## TASK DIRECTIONS
Filter the material below down to the lines with the word "head" and give those lines.
::: DATA EXTRACTS
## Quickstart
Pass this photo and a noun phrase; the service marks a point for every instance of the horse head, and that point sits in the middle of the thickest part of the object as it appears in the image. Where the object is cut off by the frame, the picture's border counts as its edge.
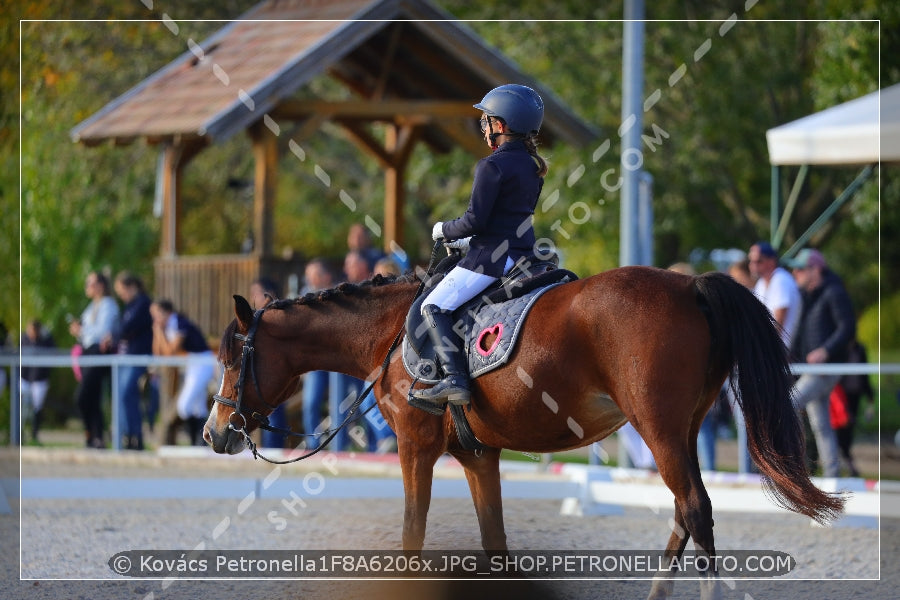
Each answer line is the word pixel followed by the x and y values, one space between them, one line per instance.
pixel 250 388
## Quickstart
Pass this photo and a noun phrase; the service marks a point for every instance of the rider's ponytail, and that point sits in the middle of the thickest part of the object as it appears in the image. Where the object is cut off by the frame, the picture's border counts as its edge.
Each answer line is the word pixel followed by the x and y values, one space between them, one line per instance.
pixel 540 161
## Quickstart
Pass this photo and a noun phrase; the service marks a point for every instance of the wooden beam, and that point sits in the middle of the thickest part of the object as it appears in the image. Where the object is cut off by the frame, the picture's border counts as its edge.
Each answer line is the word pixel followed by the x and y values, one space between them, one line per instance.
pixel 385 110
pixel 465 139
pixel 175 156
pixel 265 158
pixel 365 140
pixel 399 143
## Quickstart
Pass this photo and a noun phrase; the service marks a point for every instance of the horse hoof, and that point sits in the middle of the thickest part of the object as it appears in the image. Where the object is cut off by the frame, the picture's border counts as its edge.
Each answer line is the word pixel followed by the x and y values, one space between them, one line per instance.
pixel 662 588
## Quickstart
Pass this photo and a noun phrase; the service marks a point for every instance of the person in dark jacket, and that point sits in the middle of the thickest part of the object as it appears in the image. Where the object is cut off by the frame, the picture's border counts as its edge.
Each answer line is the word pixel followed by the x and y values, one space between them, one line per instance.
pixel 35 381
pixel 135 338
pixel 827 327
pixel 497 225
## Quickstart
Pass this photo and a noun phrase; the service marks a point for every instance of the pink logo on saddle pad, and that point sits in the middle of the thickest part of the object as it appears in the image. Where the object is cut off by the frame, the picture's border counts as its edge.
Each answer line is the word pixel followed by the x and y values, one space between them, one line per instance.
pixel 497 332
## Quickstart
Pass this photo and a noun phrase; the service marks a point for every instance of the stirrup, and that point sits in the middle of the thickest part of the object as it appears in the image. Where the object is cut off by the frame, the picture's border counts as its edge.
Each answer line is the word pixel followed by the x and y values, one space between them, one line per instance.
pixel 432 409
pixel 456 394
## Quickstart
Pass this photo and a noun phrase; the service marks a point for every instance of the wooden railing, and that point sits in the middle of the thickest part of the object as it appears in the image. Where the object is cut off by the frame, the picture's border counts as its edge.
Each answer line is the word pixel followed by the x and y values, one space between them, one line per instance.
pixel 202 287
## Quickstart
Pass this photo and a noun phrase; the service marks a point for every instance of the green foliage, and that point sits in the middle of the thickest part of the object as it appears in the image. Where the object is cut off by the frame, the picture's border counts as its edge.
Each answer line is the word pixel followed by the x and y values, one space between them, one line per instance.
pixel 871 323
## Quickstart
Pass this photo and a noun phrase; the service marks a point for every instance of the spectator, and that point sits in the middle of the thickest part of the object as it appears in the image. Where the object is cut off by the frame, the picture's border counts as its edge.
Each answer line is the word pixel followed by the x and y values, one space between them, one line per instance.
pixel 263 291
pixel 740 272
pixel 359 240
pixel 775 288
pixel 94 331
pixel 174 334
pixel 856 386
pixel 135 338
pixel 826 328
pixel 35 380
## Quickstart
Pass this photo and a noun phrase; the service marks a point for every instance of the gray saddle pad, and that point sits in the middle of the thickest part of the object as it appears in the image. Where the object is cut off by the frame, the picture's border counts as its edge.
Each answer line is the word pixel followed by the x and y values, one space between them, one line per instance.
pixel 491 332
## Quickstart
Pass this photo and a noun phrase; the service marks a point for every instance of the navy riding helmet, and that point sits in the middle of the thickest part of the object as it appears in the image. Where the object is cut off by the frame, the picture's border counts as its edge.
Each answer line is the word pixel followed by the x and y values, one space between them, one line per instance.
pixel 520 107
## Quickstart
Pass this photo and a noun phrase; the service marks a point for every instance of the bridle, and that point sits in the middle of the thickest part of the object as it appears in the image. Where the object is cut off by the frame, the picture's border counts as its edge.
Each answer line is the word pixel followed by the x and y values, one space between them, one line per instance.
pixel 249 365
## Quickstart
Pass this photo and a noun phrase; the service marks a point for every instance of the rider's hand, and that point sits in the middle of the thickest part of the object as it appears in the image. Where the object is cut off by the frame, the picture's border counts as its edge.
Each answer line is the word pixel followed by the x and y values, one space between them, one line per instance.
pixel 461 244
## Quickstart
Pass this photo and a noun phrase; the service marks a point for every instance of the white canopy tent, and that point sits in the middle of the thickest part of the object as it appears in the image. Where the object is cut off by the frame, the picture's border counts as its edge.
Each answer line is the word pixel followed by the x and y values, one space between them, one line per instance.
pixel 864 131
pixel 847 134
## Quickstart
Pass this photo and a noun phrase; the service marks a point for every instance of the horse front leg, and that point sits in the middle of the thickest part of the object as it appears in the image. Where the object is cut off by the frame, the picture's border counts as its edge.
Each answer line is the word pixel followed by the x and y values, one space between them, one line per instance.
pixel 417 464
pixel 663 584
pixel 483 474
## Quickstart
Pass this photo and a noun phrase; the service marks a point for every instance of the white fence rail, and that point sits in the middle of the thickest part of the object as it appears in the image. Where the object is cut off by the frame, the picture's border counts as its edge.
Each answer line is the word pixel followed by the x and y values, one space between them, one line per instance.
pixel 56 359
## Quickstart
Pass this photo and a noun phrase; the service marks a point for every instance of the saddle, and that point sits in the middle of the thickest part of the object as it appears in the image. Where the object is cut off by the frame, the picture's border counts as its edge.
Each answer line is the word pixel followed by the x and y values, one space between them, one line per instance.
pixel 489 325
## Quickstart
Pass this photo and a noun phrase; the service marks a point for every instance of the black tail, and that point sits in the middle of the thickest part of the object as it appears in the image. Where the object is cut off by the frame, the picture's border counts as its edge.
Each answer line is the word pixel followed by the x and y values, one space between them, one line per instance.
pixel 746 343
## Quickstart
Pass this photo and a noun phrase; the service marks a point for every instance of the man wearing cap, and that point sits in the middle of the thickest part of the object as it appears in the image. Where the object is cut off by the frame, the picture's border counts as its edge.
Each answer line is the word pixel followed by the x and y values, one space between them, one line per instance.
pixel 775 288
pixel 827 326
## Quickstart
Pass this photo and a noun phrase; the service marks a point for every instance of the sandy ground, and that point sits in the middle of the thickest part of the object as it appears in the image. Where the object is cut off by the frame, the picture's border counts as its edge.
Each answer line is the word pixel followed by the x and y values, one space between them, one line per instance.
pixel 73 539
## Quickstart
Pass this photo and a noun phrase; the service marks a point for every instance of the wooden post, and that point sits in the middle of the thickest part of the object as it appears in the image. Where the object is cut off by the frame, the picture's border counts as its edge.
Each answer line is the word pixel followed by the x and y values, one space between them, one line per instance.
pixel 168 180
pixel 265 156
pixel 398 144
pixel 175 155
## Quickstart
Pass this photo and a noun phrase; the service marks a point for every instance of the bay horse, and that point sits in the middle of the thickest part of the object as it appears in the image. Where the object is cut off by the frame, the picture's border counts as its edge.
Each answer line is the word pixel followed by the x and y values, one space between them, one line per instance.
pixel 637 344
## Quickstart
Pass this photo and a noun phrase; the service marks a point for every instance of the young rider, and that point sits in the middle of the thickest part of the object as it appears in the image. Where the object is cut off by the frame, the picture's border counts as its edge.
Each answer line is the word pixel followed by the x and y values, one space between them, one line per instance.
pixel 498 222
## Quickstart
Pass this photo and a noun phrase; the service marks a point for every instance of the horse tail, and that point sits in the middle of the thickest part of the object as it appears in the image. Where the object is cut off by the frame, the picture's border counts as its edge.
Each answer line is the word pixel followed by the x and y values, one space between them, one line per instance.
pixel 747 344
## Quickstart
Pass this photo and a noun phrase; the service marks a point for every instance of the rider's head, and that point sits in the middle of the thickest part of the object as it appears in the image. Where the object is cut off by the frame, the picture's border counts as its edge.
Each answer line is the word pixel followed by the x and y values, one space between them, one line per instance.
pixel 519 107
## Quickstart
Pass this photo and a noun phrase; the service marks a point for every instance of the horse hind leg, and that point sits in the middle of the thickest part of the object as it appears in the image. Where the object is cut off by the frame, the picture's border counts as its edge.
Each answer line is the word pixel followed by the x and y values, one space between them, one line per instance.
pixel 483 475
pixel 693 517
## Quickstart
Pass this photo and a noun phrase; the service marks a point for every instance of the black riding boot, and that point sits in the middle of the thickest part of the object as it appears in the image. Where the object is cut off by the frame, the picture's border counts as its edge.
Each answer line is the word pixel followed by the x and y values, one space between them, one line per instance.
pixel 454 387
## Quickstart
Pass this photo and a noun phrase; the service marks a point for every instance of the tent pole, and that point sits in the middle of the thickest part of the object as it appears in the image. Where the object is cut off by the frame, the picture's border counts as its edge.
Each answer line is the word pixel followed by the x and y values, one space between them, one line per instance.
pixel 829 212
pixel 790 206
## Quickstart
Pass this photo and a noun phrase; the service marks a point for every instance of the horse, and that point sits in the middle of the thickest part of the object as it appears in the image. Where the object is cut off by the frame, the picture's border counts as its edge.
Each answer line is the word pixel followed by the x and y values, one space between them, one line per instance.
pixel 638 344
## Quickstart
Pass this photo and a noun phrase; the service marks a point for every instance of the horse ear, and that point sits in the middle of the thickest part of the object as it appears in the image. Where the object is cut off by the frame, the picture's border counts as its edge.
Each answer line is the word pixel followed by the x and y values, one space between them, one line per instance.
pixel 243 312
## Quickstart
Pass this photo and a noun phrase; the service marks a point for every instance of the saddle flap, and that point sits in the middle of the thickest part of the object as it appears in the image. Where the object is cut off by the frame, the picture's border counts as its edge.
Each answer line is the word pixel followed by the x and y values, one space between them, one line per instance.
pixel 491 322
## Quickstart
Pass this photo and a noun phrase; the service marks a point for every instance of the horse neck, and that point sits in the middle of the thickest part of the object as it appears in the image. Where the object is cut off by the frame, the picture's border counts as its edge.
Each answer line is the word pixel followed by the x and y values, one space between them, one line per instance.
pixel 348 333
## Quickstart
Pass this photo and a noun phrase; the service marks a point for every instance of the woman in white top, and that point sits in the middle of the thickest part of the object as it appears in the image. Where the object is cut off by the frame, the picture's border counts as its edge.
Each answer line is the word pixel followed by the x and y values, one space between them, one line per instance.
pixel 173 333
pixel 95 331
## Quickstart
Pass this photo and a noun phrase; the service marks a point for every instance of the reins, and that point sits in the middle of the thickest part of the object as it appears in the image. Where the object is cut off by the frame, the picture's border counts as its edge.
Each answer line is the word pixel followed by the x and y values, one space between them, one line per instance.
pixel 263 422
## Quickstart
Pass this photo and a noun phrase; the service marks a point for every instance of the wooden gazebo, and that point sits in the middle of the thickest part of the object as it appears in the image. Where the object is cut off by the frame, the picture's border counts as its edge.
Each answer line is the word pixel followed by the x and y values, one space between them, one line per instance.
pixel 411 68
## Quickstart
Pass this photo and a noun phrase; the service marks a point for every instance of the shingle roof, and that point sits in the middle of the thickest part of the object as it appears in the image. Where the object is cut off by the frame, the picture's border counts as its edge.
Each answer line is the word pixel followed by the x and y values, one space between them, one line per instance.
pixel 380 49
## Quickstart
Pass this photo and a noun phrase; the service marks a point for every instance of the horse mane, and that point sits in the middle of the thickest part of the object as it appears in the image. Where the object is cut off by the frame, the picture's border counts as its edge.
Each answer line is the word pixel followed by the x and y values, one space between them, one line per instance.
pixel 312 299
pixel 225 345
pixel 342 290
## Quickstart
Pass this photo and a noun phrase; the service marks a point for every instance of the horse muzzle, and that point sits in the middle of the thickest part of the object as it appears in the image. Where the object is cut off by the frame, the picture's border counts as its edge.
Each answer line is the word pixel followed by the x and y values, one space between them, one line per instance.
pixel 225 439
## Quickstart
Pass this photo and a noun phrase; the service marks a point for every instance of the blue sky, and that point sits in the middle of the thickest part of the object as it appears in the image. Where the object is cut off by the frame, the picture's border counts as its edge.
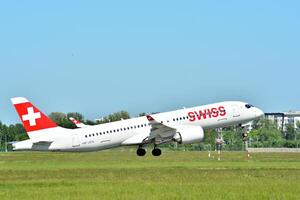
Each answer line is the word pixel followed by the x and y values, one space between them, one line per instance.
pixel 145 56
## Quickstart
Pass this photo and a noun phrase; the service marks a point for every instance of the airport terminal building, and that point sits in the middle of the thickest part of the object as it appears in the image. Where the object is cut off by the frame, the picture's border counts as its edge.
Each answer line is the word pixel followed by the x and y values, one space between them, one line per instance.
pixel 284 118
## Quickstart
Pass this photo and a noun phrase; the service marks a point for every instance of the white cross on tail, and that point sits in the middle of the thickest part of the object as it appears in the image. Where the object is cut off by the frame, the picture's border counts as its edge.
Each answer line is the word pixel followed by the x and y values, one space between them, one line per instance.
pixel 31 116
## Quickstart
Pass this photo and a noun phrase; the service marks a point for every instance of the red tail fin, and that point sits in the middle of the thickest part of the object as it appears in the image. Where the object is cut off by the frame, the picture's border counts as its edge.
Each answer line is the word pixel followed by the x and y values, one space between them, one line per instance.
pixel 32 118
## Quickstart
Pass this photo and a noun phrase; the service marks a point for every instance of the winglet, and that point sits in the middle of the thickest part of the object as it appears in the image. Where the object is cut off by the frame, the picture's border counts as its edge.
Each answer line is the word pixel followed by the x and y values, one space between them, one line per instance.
::::::
## SOLUTION TO THIS TASK
Pass this photo and a noun phrase; the service marks a point for every instance of the horse head, and that point sits in the middle of the thickest part of the object as it appears in the image. Where the object is cut off by the frame, the picture's border counts as its edge.
Pass this photo and a noun phrase; the service marks a point for every instance of the rider's head, and that point sits in the middle of the thickest part of the object as it appears in the image. Where the object is cut off by the frame, the picture's border counts as its edge.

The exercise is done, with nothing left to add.